[Entries from a point annotation set]

○ ○ ○ ○

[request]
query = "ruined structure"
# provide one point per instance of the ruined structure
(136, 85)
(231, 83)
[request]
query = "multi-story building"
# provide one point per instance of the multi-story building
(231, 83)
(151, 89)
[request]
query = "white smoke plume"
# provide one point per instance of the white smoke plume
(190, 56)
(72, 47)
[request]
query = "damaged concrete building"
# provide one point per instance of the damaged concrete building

○ ○ ○ ○

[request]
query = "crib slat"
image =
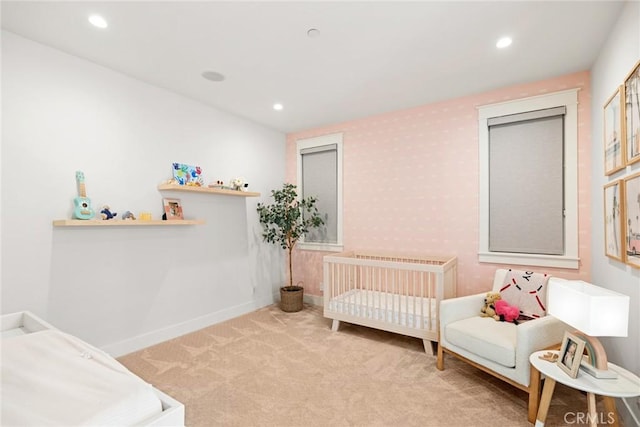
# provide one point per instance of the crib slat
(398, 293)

○ ○ ○ ○

Extract each line of the records in which the word "provide" appears, listing those lines in their original order.

# provide one point per instance of the ruined structure
# provide one point per instance of the multi-story building
# provide one point per instance of the white smoke plume
# provide one point per instance of the damaged concrete building
# provide one point per instance of the crib slat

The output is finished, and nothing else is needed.